> What the task requires:
From the entries below, keep only the lines containing the word "field", and copy each such line unchanged.

**********

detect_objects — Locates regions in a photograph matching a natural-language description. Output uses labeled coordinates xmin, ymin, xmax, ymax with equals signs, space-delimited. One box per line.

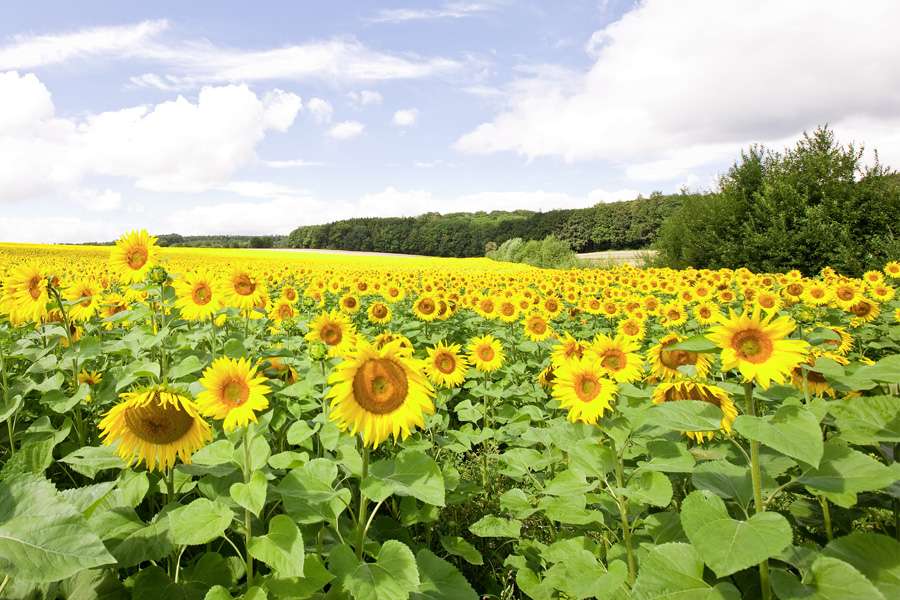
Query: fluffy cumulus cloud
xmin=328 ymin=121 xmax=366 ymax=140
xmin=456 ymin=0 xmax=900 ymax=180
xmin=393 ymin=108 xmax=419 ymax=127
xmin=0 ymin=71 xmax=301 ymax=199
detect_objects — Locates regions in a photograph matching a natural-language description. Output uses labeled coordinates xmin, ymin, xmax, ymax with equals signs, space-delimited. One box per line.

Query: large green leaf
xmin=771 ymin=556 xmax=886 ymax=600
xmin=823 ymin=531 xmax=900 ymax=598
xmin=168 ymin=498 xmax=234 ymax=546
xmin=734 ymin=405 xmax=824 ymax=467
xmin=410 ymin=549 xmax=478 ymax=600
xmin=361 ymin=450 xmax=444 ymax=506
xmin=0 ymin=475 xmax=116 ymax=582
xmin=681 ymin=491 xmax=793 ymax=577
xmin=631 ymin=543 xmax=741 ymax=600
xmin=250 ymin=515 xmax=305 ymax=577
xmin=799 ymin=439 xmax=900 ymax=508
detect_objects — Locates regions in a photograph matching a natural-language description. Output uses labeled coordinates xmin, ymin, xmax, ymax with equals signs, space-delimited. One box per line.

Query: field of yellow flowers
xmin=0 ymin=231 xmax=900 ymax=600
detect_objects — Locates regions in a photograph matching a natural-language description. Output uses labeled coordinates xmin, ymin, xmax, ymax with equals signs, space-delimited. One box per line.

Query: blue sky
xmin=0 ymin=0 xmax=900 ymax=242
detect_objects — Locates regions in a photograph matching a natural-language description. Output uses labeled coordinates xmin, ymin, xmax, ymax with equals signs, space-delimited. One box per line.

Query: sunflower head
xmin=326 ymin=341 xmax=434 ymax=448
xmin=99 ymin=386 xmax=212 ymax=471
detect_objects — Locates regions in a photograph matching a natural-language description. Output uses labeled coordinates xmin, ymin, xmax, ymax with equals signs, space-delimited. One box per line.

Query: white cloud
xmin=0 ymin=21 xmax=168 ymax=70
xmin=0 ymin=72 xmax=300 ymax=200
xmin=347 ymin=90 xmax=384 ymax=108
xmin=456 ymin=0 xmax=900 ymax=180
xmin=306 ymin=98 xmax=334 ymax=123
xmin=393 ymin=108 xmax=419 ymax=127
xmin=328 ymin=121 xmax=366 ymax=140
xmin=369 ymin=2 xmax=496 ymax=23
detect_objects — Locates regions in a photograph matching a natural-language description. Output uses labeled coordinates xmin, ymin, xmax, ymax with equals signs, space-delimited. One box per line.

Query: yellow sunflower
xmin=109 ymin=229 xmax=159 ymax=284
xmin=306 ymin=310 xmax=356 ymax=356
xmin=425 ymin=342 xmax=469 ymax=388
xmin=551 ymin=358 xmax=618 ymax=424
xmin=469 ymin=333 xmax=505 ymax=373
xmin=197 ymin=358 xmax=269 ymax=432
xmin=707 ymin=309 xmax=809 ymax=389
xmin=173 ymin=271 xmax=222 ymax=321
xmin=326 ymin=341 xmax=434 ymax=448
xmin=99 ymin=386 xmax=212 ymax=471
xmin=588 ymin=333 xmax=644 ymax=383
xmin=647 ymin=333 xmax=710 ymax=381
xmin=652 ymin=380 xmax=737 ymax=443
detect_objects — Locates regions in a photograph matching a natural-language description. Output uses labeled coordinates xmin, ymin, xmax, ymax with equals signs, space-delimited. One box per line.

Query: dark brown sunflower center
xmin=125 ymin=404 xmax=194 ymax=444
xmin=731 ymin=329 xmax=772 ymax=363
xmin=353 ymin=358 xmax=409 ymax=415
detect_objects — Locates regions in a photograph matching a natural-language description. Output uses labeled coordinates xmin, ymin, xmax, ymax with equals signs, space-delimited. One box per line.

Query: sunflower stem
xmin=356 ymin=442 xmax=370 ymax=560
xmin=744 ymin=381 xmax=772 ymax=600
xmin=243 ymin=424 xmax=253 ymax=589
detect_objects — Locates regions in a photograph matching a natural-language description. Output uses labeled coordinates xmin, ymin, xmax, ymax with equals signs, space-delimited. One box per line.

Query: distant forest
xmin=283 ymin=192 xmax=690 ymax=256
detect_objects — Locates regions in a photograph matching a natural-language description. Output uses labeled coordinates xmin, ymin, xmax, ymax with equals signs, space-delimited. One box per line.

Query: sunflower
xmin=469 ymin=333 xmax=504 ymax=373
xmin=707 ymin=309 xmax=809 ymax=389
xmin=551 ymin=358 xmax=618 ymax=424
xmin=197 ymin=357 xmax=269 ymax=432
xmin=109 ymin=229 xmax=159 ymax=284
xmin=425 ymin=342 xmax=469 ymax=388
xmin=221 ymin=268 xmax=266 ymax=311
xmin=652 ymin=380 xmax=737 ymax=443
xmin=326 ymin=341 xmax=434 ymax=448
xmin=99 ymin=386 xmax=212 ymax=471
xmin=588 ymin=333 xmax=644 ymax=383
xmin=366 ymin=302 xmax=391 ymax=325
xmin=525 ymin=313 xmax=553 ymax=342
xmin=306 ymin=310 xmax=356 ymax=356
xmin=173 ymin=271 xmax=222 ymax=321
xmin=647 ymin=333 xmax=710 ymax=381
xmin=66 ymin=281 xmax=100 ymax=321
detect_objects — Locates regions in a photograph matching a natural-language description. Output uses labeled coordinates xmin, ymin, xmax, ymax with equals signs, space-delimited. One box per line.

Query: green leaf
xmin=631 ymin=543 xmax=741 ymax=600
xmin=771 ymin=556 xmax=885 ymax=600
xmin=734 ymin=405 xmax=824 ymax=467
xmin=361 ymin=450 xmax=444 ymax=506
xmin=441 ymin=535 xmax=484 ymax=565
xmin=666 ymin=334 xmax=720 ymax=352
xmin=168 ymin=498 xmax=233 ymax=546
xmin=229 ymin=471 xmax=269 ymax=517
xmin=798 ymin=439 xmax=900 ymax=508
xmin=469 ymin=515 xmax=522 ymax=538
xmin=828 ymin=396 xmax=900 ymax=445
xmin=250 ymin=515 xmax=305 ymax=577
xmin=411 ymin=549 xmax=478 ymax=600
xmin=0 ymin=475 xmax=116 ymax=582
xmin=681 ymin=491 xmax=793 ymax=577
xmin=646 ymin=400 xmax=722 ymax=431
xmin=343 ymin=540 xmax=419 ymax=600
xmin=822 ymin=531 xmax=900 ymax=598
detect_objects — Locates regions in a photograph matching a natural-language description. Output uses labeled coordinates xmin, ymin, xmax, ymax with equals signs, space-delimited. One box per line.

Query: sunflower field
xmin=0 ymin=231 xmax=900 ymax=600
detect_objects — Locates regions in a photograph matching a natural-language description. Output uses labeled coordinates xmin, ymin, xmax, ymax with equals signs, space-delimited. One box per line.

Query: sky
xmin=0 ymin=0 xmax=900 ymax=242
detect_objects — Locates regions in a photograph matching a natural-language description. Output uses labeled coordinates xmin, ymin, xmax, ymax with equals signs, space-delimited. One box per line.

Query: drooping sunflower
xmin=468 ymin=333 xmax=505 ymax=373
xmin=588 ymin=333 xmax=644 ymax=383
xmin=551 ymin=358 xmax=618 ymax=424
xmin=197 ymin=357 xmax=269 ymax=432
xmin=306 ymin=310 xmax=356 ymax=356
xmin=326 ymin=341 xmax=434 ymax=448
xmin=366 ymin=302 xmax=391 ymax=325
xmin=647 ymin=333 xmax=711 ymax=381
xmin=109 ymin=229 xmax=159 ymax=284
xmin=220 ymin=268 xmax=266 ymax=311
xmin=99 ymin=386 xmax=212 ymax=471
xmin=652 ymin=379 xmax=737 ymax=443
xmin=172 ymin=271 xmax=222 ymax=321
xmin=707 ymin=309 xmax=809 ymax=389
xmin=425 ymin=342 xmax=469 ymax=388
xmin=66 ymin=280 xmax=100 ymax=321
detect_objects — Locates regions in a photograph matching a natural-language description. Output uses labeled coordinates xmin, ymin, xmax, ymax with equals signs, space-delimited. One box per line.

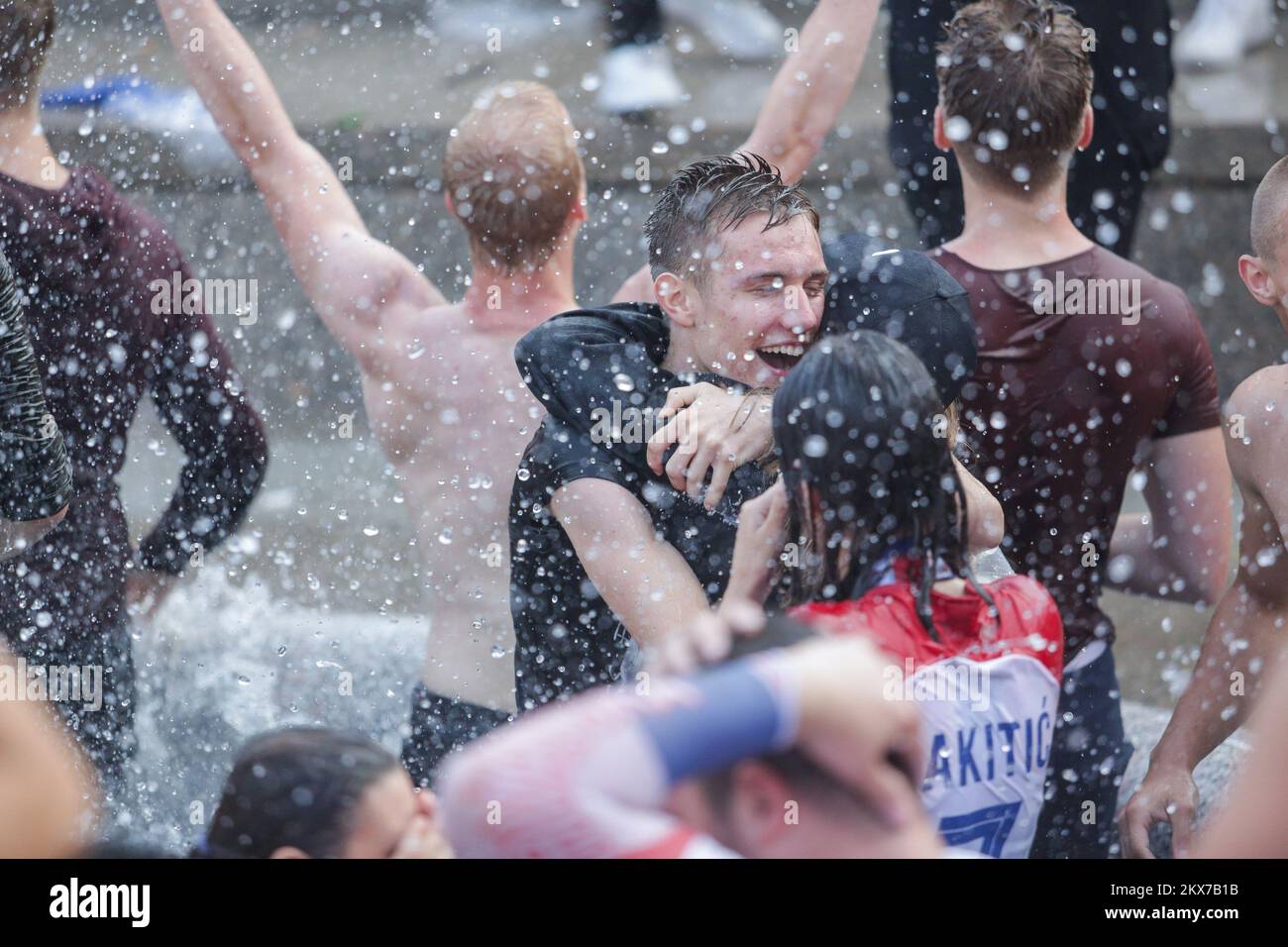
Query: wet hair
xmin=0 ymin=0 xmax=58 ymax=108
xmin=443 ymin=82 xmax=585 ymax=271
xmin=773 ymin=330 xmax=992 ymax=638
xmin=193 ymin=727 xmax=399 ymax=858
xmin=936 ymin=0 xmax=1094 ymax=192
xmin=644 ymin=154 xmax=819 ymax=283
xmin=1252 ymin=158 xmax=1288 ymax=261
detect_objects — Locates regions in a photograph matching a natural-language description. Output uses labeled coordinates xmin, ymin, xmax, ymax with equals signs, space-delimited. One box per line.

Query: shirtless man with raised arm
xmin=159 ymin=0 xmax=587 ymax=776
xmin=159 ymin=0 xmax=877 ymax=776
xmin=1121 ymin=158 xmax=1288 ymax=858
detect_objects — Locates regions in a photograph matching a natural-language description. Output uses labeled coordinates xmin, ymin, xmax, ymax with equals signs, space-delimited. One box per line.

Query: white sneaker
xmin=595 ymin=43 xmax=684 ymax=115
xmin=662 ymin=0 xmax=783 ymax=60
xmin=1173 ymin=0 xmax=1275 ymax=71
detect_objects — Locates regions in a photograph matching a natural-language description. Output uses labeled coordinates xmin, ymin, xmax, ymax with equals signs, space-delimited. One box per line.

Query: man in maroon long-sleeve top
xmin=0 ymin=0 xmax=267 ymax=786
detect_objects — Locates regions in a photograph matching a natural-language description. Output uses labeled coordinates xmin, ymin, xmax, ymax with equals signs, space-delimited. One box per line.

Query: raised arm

**********

> Written solution:
Query: field of yellow flowers
Query: sunflower field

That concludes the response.